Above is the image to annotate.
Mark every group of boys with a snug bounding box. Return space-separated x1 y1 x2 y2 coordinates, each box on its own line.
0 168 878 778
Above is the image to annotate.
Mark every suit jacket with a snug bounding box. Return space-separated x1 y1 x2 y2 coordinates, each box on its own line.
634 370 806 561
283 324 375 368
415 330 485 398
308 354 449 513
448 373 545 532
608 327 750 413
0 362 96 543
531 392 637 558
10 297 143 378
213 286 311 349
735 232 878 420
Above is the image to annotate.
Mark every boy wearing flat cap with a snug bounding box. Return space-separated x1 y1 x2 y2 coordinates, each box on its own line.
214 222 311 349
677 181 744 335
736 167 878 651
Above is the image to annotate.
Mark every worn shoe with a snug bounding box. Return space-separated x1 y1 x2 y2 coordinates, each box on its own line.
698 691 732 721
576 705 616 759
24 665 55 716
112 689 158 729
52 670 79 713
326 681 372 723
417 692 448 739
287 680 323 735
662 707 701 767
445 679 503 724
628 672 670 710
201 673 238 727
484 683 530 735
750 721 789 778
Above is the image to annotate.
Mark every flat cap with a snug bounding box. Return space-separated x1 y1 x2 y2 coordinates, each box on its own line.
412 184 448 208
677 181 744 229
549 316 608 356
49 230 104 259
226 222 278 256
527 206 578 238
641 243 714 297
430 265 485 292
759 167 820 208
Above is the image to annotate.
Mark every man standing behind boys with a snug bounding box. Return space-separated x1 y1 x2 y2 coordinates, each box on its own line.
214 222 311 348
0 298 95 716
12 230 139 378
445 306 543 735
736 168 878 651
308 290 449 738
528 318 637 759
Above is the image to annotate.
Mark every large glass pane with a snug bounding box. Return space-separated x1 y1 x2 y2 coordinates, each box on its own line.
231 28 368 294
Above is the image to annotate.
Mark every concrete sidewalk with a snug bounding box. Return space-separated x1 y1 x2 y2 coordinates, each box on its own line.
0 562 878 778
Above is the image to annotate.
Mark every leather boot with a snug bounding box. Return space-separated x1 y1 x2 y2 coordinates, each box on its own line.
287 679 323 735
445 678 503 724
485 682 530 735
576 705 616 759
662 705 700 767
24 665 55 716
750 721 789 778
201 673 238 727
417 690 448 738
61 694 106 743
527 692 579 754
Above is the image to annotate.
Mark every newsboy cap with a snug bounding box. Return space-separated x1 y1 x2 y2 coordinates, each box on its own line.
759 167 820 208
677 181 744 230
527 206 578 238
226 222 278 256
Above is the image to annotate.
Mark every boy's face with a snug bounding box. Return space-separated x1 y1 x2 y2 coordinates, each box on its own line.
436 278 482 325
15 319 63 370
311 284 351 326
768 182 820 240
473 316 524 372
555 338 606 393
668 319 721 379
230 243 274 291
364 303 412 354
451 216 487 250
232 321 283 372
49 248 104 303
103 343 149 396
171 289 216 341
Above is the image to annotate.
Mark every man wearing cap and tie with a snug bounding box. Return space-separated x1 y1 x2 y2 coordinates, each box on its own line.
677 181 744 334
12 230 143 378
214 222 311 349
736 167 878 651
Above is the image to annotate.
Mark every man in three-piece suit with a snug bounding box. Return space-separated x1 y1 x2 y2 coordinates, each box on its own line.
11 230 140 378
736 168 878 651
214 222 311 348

| Problem |
Shift every bounding-box coordinate in the answers by adding -112 to it, and write out again everything from the start of the records down through the line containing "527 692 579 754", requests included.

| Exercise result |
Above is the image to annotate.
Mark every group of boys with a snug bounding box. Return space-separated x1 y1 x2 y2 coordinates, each box on its own line.
-112 56 766 666
Above is the image to annotate.
Mark every suit jacket with a snug bounding box. Return space-separated x1 y1 x2 y2 coordinates, each box on its own line.
522 258 694 449
171 212 263 256
303 218 373 286
196 242 337 401
336 261 433 420
496 215 638 301
-112 250 -16 431
419 280 525 446
-102 185 31 266
101 174 199 237
623 120 766 308
Above is the image to annotate.
Mark every boy wearing flat cap with a snug bounding box. Return space-separated x1 y1 x2 y2 coordinates, each box on its own line.
102 110 199 237
565 69 632 223
624 55 766 539
Above is the image to annotate.
Mark every worn shoe with a snug bounding box. Return space-separated x1 y1 x2 y2 coordinates, each box on its own line.
586 579 620 609
464 593 504 647
-88 553 -57 604
0 577 46 617
-60 558 -33 601
214 569 260 611
305 580 336 627
175 568 211 623
550 595 589 655
333 567 391 612
516 560 558 598
89 561 126 615
372 571 418 623
638 609 677 666
Above is the image to annotate.
Mark every flat cap with a snug bounding box. Return space-separated x1 y1 x2 y2 coordinates, each box on its own line.
300 72 336 96
565 69 632 117
437 204 496 244
-63 118 -8 147
114 110 166 144
415 94 466 126
529 131 602 185
318 153 373 180
647 55 708 96
Above is the image to annotate.
Mark every man standing behind boys with a snug bounding box. Return space-separated x1 y1 x2 y2 coordinates, each box on its own line.
102 110 199 236
-112 186 -17 604
-100 118 27 266
333 194 431 623
624 56 766 539
196 178 337 626
416 206 525 647
Above is the image to annotate.
Mark every large glass pane with a snug bounding box. Return space-separated x1 y1 x2 y2 coordinates, each box on its own line.
119 -84 256 182
Above is the image to annotate.
Mark every concrete sidewalk with a snug bounding box. Return space-separated x1 y1 x2 y2 coordinates, each box on its own line.
-112 450 766 666
Above is the image to annotate.
Mark every leather boot with a snug bounding box. Return space-separated x1 y1 x2 y2 coordinates, each box on its own line.
175 567 211 623
333 566 391 612
373 570 418 623
464 593 504 647
550 593 588 655
-88 553 -57 604
638 609 677 666
89 561 126 615
305 578 336 626
-51 582 -6 631
415 580 467 642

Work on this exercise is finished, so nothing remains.